■ SELECTION
======
Lab Restructuring This lab focuses on calculating true values of target causal parameters under longitudinal interventions. Now that functions have been made to simulate data, the students can intervene on nodes (such as simulating an outcome if all individuals were exposed/treated vs. not exposed/not treated). In the previous section, we restructured the lab to use a real-world example related to social/health inequity and we gave thinking tasks to the students in how to simulate data from this before going into the actual simulated data provided. We formed visibly random groups for paired programming to establish a navigator and driver role in each group to keep students engaged and we used vertical surfaces as a class to write out the data-generating process for this real-world data example. This lab can be rewritten to follow our new data example but will remain mostly programming. In this lab, it's important to connect that by simulating a large number of observations we are approximating P_{U,X}, that is, we are drawing observations from all the different combinations of values from the joint distribution shown in the Lab 0 figure. Because this lab is all programming involving intervening on the previously made functions and interpreting results, visually random groups for paired programming will keep students engaged.

Currently, the GSI introduces the lab, students understand the goals, and, even when put into groups of three to four, end up working silently together. To establish more engagement, the room should be structured to have smaller tables so that each pair group can sit together and feel like they can discuss the problems (navigator) and the driver can talk through what is being programmed without distracting other groups and to make the pairs feel more comfortable communicating. This defronts the classroom. This lab is generally easy for those that are skilled in programming but harder, of course, for those that are not as familiar. It is important to stress that in the paired programming is to create an environment for students who are skilled to learn how to teach programming as well and work will collaborators who may not be as confident with R.

A large block of time in this lab should be dedicated to marginal structural models as this concept generates many questions later in the course during final projects. Most students have many time points and need to summarize results into some easily interpretable measure that also has more power by borrowing information across the treatment regimes.

Overall, this lab will continue to focus on intervening on the data-generating systems but now these systems are based on a different example, and we are using paired programming from random group assignment. It is more difficult to answer students' questions conceptually in this lab because most questions are about programming problems. The GSI could ask the whole class if others have had X problem and how they solved it, but I would use this method with discretion as it distracts all the other groups. It is better for the GSI to work with the pair with the question but instead of answering directly, to ask, "What would you Google to answer this question", or "What is it you are trying to do and where do you think the problem is?".
======
■ GIVEN DATA
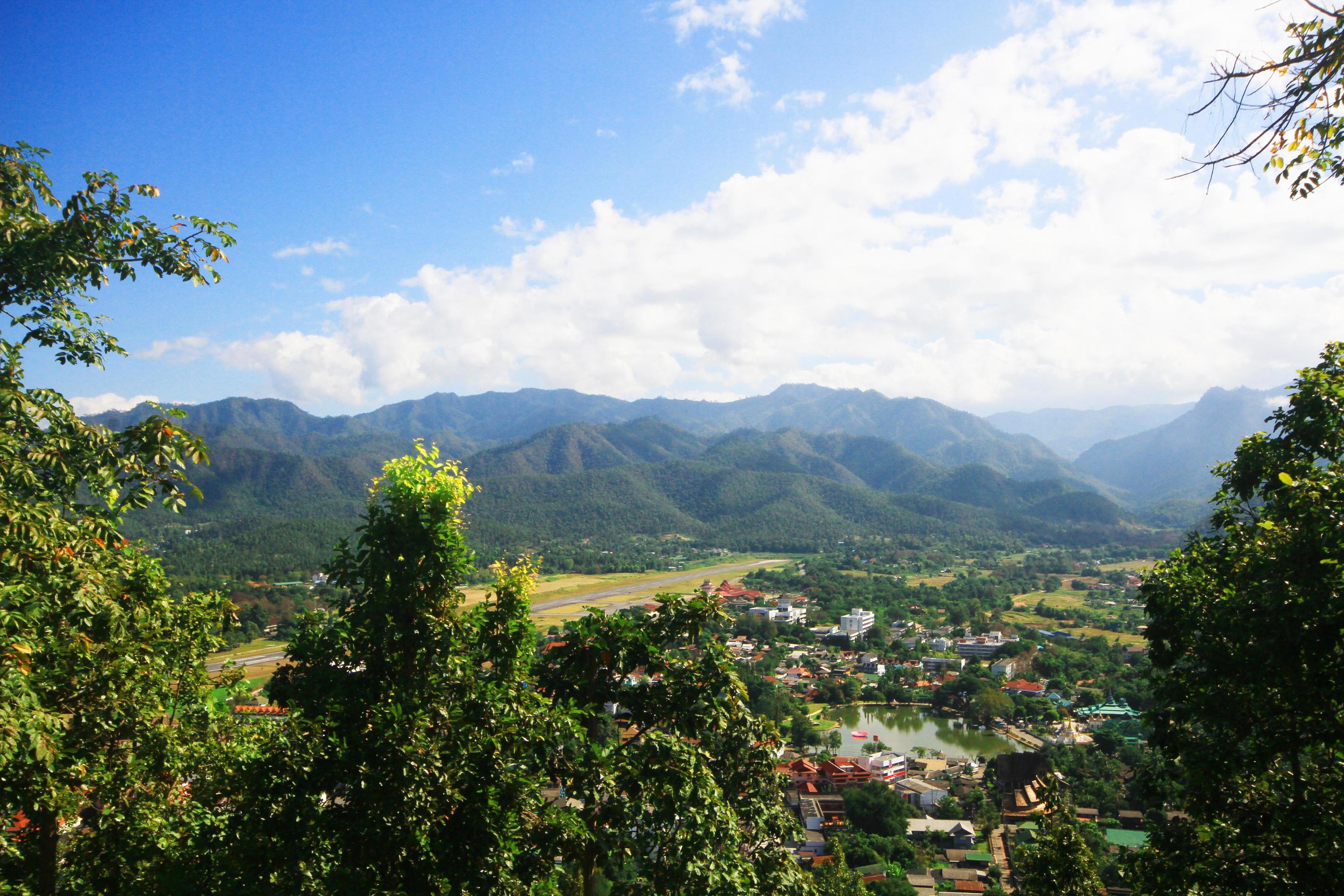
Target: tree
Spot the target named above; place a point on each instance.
======
■ STATED EXERCISE 1
Translate into Spanish this sentence from the passage on restructuring the lab: "A large block of time in this lab should be dedicated to marginal structural models as this concept generates many questions later in the course during final projects."
■ STATED EXERCISE 2
Reproduce word for word the stretch of the lab restructuring passage that opens with the words containing "A large block" and closes with "the treatment regimes.".
■ STATED EXERCISE 3
Write what follows the final sentence of the lab restructuring passage.

■ TASK RESULT 1
Se debe dedicar un bloque amplio de tiempo en este laboratorio a los modelos estructurales marginales, ya que este concepto genera muchas preguntas más adelante en el curso, durante los proyectos finales.

■ TASK RESULT 2
A large block of time in this lab should be dedicated to marginal structural models as this concept generates many questions later in the course during final projects. Most students have many time points and need to summarize results into some easily interpretable measure that also has more power by borrowing information across the treatment regimes.

■ TASK RESULT 3
Pedagogy principles: Team-based collaborative programing. Defronting the classroom. Consolidating from the bottom - if our goal is to have students fluently program these estimators then the class works at a pace balanced by those who are less advanced in programming: When they are the drivers, the navigator will help them. Of course this slows things down but will hopefully push the students who are less skilled in R to practice outside of class so that the dynamic they have feels more productive when working with a team member.

Goal: Teach students who are more skilled in programming how to help others. Facilitate more empathy and help when programming together rather than default into the silent individual programming that invariably happens in these labs that are programming-heavy. Help students collaborate in solving programming problems related to the statistical questions of interest.

To-do: The lab will need to be rewritten to use the more socially inspired real-world example but most of the programming/functions will remain the same. Will need to create an R script for random paired programming assigner with navigator/driver. Could also make a timer such that when it goes off the navigator/driver in each group switches.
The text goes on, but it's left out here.